**Исходный текст:**
§ §

В этом «и т. д.» весь Хлебников: он ставил поэтическую задачу, давал способ ее разрешения, а пользование решением для практических целей — это он предоставлял другим.
Биография Хлебникова равна его блестящим словесным построениям. Его биография — пример поэтам и укор поэтическим дельцам.
Хлебников и слово.
Для так называемой новой поэзии (наша новейшая), особенно для символистов, слово — материал для писания стихов (выражения чувств и мыслей), материал, строение, сопротивление, обработка которого были неизвестны. Материал бессознательно ощупывался от случая к случаю. Аллитерационная случайность похожих слов выдавалась за внутреннюю спайку, за неразъединимое родство. Застоявшаяся форма слова почиталась за вечную, ее старались натягивать на вещи, переросшие слово.

§ §

**Что нужно сделать:**
- A) Перепишите исходный текст от «Биография Хлебникова равна» до «вещи, переросшие слово.», заменив «символистов» на «футуристов».
- B) Подхватите исходный текст и продолжите его, начав сразу после последнего предложения.
Строки к этим заданиям отношения не имеют.

**Фрагменты набора данных об указании на объекты:**

§ §

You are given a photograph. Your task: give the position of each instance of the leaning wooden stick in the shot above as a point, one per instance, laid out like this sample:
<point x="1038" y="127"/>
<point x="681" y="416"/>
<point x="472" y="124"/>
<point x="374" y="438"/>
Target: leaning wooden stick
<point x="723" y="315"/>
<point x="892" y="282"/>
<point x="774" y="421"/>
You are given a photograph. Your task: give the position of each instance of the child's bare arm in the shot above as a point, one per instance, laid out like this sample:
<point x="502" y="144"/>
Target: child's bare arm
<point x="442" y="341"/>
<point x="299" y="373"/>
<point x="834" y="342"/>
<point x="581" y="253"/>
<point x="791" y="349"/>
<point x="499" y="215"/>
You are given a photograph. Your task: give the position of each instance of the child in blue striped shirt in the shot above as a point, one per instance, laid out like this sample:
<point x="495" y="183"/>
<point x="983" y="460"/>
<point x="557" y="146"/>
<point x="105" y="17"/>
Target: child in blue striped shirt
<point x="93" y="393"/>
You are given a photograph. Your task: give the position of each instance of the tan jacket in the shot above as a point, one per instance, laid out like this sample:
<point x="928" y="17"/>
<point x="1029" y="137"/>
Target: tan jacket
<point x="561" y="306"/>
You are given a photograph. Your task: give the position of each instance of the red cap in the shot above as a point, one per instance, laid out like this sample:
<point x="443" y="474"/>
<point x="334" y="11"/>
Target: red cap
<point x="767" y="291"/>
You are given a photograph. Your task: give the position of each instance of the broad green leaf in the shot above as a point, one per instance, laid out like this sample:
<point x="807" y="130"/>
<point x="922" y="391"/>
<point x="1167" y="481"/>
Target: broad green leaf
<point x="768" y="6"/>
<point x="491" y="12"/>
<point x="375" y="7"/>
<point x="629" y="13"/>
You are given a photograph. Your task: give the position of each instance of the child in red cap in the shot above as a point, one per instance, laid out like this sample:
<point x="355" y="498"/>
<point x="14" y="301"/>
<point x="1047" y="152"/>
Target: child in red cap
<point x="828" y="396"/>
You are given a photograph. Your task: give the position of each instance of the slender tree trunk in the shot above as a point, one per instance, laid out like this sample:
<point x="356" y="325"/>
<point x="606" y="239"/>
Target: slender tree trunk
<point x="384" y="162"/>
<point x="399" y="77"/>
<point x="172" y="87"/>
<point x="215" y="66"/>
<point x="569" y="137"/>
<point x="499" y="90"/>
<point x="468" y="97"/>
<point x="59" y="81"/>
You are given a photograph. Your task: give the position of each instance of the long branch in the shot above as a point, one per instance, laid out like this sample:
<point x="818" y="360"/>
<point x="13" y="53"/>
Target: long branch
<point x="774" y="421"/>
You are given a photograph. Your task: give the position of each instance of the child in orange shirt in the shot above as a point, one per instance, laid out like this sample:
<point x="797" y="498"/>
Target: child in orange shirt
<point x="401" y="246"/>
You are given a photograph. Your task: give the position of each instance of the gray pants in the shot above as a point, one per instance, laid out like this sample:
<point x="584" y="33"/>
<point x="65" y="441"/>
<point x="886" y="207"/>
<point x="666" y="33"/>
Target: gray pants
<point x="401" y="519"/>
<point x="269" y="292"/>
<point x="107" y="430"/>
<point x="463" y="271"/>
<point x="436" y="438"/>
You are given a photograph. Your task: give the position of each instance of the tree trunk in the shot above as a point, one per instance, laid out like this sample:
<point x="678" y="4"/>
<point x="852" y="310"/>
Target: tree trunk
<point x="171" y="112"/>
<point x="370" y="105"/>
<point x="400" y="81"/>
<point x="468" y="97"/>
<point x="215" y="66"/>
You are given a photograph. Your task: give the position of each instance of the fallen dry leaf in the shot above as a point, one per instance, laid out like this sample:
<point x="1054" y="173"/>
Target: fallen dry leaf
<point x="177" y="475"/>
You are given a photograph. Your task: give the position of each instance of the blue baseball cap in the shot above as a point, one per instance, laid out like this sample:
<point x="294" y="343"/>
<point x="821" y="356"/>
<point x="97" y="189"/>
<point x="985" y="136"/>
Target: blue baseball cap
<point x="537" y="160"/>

§ §

**Ответы:**
- A)
Биография Хлебникова равна его блестящим словесным построениям. Его биография — пример поэтам и укор поэтическим дельцам.
Хлебников и слово.
Для так называемой новой поэзии (наша новейшая), особенно для футуристов, слово — материал для писания стихов (выражения чувств и мыслей), материал, строение, сопротивление, обработка которого были неизвестны. Материал бессознательно ощупывался от случая к случаю. Аллитерационная случайность похожих слов выдавалась за внутреннюю спайку, за неразъединимое родство. Застоявшаяся форма слова почиталась за вечную, ее старались натягивать на вещи, переросшие слово.

- B)
Для Хлебникова слово — самостоятельная сила, организующая материал чувств и мыслей. Отсюда углубление в корни, в источник слова, во время, когда название соответствовало вещи. Когда возник, быть может, десяток коренных слов, а новые появлялись как падежи корня (склонение корней по Хлебникову) — например, «бык», это тот, кто бьет; «бок» это то, куда бьет (бык). «Лыс» то, чем стал «лес», «лось», «лис» — те, кто живут в лесу.
Хлебниковские строки —
Леса лысы.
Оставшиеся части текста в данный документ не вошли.